[start]

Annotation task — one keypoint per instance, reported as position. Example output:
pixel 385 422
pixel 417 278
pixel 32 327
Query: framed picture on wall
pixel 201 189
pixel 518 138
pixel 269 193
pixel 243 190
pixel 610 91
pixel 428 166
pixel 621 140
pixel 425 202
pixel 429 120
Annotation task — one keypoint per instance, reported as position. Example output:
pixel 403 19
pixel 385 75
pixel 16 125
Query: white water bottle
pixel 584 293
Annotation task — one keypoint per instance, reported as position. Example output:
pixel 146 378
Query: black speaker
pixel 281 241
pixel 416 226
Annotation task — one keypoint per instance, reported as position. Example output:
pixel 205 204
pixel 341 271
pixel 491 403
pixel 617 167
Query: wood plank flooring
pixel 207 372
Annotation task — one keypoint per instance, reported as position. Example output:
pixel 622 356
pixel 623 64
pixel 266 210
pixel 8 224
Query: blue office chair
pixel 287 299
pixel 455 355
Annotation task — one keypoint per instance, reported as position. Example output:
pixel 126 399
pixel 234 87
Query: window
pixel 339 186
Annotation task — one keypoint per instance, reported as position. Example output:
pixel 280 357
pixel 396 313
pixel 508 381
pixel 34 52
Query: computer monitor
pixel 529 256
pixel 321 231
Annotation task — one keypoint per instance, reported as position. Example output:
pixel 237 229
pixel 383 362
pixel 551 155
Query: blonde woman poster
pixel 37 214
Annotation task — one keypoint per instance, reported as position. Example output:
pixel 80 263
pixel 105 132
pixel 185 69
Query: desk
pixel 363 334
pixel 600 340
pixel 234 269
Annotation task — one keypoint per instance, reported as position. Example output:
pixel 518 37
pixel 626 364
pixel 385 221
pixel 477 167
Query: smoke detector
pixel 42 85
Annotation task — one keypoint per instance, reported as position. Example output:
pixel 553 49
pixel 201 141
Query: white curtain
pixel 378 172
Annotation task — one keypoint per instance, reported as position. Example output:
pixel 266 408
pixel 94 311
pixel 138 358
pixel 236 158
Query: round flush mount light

[end]

> STATED EXERCISE: Reproduce the listing verbatim, everything from its first line down to the line containing "pixel 429 120", with both ends included.

> FULL ANSWER:
Annotation task — one keypoint per instance, reported as position. Example output:
pixel 385 422
pixel 417 278
pixel 32 327
Query: framed picture on wall
pixel 201 189
pixel 518 138
pixel 269 193
pixel 243 190
pixel 610 91
pixel 428 166
pixel 621 140
pixel 425 202
pixel 429 120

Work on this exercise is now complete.